▸ **GIVEN EXERCISE**
Update the records below from the line containing "Player-tracking tagging: indicate the wooden" through the end of the records, changing "marker" to "dot" and leaving all else as it is. Return only those lines.

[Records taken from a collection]
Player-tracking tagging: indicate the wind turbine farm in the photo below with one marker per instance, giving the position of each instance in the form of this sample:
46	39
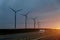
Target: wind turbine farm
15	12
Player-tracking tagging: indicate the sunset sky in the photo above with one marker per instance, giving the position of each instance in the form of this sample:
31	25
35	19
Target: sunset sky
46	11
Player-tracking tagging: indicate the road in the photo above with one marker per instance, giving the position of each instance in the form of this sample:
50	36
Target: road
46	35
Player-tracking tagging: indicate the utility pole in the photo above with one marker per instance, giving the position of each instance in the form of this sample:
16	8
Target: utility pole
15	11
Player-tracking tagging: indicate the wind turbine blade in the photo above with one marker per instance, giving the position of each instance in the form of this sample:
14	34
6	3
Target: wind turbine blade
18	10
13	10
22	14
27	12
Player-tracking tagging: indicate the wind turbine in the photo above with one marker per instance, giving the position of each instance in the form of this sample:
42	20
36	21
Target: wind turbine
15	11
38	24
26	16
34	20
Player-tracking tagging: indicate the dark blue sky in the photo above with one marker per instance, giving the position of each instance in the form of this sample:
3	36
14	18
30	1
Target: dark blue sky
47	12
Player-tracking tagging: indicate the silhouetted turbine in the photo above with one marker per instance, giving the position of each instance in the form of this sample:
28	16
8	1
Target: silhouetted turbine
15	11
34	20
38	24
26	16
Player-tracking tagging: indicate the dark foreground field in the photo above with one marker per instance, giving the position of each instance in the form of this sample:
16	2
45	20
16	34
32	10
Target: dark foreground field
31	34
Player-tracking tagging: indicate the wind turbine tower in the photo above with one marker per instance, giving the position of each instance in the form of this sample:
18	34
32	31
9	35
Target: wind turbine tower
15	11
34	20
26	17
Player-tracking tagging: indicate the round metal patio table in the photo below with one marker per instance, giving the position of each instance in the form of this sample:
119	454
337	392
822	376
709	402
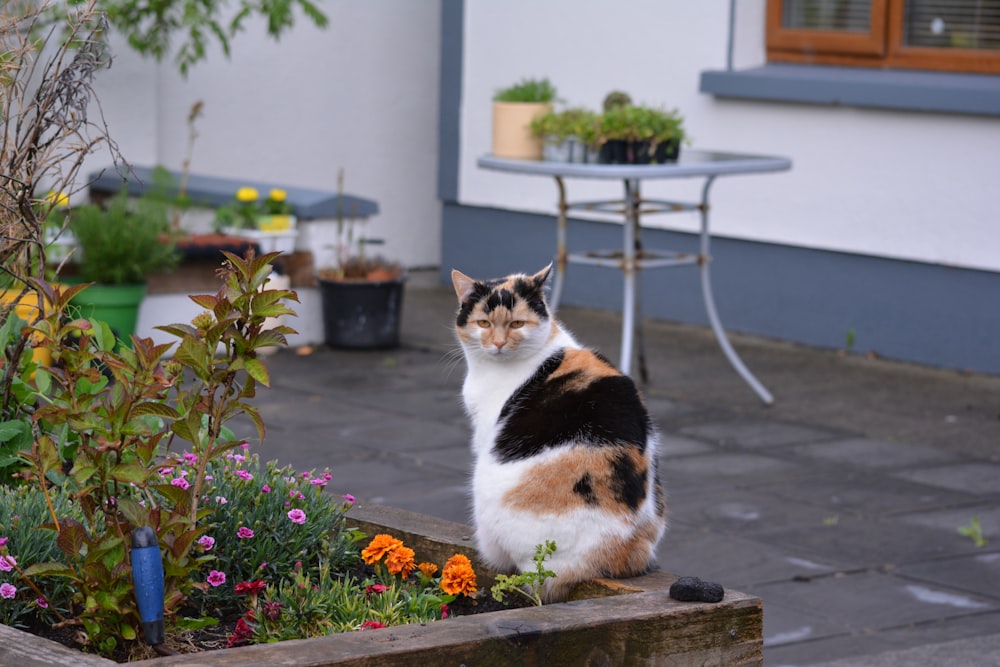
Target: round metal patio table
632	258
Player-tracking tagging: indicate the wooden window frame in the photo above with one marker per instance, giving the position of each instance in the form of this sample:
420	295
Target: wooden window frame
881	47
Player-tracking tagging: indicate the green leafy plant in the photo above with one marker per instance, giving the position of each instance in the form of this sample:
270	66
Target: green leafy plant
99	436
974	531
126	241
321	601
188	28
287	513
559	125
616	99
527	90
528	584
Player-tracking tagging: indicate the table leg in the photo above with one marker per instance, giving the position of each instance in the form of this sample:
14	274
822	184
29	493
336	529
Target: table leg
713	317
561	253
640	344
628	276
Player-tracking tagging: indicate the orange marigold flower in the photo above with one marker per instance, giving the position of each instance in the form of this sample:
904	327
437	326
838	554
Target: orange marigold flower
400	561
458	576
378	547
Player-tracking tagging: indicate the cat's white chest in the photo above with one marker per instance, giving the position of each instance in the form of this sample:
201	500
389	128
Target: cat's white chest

▸ **SOLUTION TO THE EXERCISE**
Player-tracking tagging: indicate the wooden window frame in the photo above with one dot per instance, giving the position of each instance in the form of this sample:
420	295
Target: wooden window frame
881	47
Player-tracking tagging: indicate the green leafy plant in the photo above with one dot per instance, giving the position of each instance in the form of this sample:
270	66
Target: green leafy plant
99	436
974	531
126	241
321	601
188	28
287	513
559	125
616	99
527	90
528	584
Player-tracking tagging: indicate the table leg in the photo above with one dot per instance, giving the position of each instance in the form of this sample:
14	274
822	184
29	493
336	529
Target: table leg
713	317
561	253
640	344
628	276
Player-tracking tagging: indicate the orange marigold flower in the photo above with one dot per instance, giving the position of each instance in the form of this sample:
904	327
437	326
838	554
Target: orange marigold flower
400	561
458	576
378	547
Player-tracking tagging: indicate the cat's white chest in the photo above with one dot per instance, giving the position of each instance in the form of this sample:
201	500
389	128
Target: cat's white chest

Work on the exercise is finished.